Pick out every line in the records that contains the word "instance", and copy each such line in full.
Start Data in this exercise
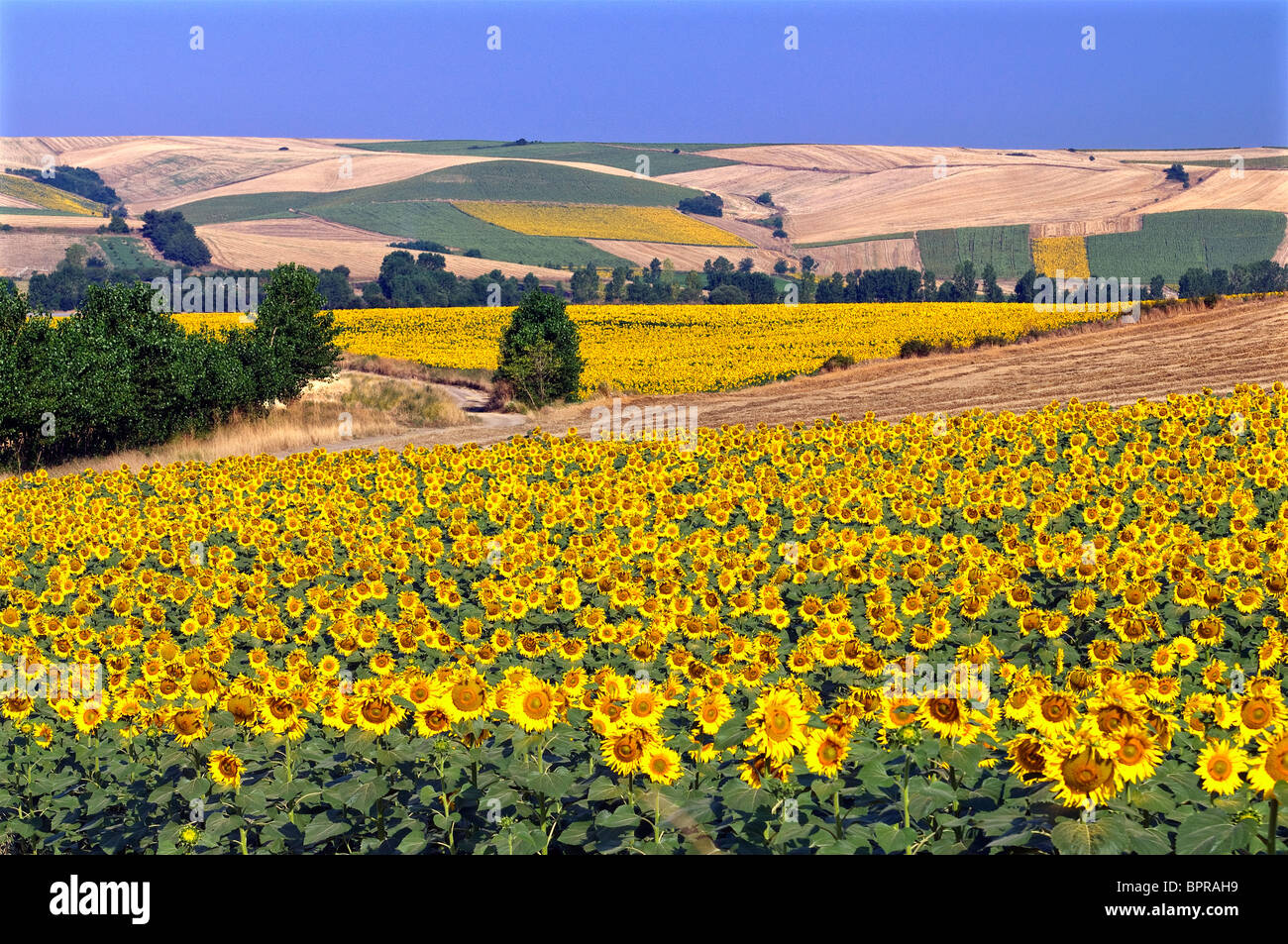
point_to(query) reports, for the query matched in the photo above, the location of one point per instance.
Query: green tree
(540, 352)
(964, 281)
(292, 334)
(992, 291)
End Data in this exercise
- Output for this exercise
point_to(query) reports, for the query matched in the photo above, the location of one point per instance.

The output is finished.